■ Try it ■
Your answer consists of the lines in the data that contain "screen". Copy each of them.

Dataset extract below:

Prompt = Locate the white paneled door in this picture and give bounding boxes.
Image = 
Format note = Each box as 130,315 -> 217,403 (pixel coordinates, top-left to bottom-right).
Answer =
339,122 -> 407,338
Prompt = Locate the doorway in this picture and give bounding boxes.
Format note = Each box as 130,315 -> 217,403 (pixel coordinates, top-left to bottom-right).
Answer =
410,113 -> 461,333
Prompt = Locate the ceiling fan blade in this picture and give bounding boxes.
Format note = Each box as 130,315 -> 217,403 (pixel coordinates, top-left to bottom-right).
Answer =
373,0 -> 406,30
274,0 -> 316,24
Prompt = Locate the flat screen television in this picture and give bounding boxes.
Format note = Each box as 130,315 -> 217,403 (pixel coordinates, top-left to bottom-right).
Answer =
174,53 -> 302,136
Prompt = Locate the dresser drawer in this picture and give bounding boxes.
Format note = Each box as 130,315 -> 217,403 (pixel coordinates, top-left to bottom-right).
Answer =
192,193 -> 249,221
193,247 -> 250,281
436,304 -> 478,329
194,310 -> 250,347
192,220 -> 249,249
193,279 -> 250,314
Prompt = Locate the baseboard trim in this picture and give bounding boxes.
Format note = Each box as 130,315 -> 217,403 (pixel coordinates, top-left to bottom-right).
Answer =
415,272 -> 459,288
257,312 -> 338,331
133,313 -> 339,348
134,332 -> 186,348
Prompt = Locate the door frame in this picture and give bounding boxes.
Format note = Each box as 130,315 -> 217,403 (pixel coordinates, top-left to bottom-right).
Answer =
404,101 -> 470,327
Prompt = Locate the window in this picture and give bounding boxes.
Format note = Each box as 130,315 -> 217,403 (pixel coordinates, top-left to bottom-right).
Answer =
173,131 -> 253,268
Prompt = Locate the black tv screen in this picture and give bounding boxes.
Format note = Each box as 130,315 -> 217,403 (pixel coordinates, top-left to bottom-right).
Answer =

End of Dataset extract.

■ Response for this exercise ■
Prompt = Locate the flat screen television in this picture and give bounding boxes.
Prompt = Locate the black tv screen in this picture and give bounding boxes.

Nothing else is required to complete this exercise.